* The exercise *
Pick out every line below that contains the word "fuselage" and copy each one.

=== Dataset records ===

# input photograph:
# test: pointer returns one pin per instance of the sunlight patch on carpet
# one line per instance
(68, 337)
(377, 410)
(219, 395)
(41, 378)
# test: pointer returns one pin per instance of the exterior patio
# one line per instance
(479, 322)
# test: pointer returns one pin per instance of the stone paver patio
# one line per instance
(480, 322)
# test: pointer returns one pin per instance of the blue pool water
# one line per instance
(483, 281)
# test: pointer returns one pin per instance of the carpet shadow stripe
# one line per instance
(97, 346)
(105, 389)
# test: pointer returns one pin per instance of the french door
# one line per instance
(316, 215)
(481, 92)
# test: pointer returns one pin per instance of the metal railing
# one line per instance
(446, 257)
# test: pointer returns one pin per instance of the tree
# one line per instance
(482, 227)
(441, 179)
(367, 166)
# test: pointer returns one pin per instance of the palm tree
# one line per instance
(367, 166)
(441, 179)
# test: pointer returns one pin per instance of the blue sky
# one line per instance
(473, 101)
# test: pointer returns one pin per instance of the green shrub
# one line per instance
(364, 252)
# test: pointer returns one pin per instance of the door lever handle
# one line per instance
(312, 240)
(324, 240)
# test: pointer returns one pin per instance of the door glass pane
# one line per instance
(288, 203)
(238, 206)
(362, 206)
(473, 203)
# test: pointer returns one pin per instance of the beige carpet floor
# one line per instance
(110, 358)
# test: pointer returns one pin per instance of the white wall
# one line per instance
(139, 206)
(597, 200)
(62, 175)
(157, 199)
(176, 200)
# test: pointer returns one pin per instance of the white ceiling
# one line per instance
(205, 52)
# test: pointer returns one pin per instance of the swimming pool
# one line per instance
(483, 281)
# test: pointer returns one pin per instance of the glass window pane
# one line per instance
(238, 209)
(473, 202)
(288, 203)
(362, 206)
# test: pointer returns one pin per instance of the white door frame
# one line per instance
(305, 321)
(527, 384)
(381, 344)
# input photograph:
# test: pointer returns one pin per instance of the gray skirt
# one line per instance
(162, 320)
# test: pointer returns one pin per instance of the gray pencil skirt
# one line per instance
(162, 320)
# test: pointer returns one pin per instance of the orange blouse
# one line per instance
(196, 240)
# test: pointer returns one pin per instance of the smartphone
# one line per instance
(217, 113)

===
=== Dataset records ===

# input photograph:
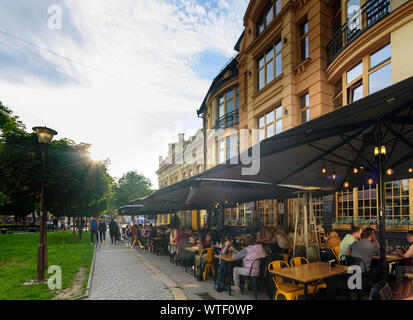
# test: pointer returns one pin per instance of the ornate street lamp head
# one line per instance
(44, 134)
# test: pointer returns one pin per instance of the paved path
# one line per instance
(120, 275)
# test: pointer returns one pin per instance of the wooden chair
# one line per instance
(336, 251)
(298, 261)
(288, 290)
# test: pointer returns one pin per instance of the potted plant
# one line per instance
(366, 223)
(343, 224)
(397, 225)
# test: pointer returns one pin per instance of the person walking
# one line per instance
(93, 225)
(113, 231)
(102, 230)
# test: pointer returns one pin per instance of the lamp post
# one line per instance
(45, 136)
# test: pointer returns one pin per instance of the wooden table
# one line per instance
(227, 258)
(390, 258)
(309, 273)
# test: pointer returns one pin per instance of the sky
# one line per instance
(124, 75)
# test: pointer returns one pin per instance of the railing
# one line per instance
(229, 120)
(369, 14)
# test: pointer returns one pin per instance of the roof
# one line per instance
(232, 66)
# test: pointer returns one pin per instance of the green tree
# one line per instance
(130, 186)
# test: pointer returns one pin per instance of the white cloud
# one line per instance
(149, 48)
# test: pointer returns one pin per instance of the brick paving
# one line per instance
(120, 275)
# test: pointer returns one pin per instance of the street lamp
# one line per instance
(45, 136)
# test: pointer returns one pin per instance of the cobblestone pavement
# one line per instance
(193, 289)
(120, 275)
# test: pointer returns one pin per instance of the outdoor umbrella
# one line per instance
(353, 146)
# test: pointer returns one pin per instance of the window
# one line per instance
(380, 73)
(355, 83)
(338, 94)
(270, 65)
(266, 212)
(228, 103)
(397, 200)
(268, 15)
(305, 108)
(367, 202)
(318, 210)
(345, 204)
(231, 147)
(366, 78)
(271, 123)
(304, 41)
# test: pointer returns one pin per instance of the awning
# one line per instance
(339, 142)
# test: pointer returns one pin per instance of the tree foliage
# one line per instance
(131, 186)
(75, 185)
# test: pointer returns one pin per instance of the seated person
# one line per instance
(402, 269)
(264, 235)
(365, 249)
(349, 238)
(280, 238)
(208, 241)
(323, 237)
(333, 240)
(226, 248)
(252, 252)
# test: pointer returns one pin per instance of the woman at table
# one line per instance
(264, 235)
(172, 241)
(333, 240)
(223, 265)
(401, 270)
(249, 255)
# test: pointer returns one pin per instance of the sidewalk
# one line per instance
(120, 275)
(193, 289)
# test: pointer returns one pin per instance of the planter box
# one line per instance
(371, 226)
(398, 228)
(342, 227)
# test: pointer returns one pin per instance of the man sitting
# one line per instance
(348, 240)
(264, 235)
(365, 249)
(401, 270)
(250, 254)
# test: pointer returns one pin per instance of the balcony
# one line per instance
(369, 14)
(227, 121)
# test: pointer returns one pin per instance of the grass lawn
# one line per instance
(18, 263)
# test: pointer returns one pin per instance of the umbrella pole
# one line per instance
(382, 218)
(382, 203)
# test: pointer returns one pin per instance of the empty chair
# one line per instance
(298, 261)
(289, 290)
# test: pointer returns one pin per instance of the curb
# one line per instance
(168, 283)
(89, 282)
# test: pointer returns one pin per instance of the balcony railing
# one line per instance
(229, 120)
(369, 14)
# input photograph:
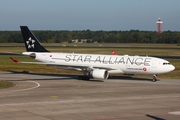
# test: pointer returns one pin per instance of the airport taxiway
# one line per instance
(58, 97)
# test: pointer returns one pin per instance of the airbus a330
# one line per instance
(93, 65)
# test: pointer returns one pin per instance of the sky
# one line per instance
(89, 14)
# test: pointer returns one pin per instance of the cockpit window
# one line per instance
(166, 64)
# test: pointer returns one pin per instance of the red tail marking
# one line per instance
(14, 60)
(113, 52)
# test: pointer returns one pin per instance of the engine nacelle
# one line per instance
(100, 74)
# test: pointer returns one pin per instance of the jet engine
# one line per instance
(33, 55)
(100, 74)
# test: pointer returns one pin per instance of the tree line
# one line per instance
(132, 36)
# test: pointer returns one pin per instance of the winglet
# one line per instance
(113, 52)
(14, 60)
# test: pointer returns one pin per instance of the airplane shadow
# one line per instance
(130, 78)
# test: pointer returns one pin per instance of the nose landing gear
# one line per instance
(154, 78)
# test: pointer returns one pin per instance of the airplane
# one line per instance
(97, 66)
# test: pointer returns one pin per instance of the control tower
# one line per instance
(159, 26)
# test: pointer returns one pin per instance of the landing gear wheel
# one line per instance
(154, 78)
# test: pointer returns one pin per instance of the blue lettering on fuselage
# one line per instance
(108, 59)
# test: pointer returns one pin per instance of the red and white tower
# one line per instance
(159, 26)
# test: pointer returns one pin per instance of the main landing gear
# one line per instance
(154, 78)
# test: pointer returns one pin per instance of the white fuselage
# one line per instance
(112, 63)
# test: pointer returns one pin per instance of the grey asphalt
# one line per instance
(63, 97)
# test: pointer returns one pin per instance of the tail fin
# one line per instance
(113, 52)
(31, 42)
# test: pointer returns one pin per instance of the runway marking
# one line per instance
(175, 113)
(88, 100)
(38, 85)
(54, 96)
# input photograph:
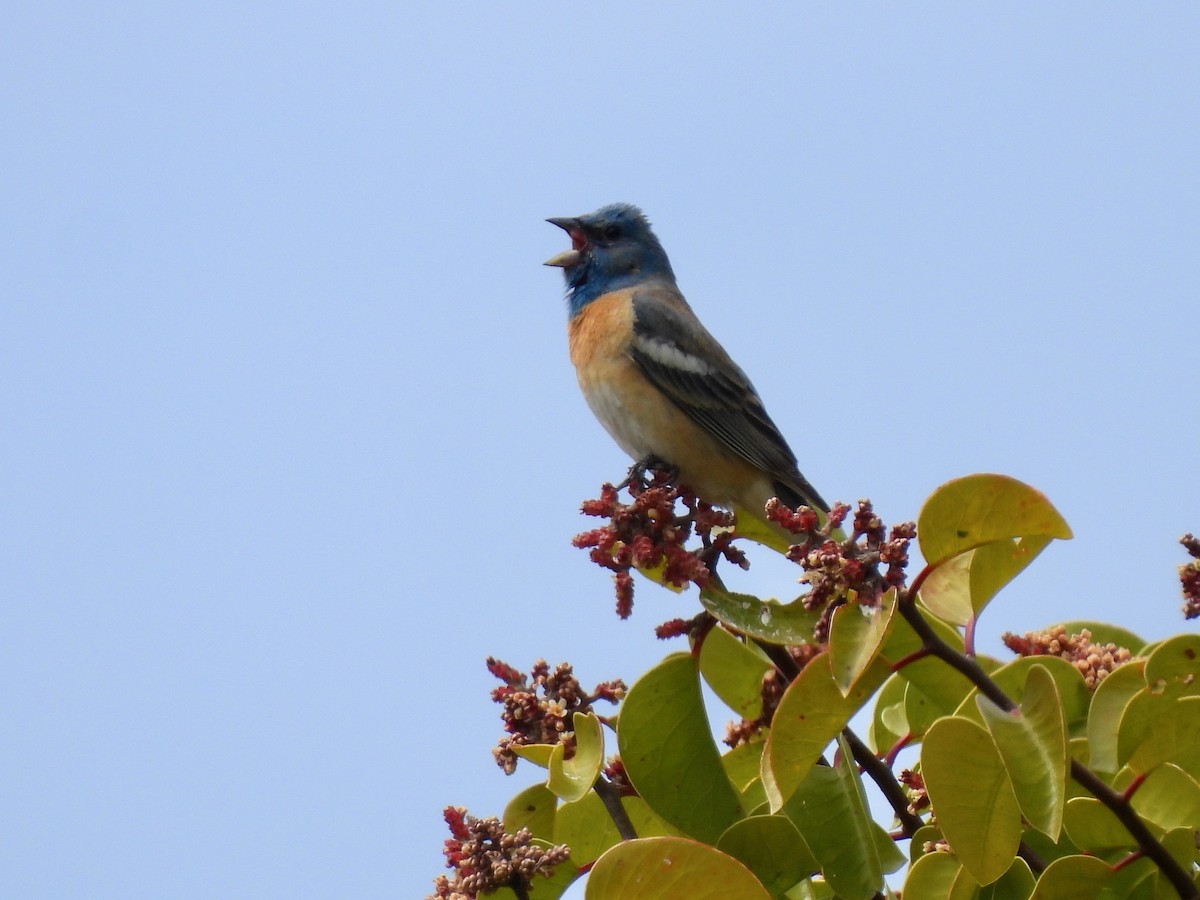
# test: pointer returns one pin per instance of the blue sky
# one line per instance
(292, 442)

===

* The response *
# test: pointer returns one pin per instance of the blue lettering on fuselage
# test: pointer returns one pin per instance of the white fuselage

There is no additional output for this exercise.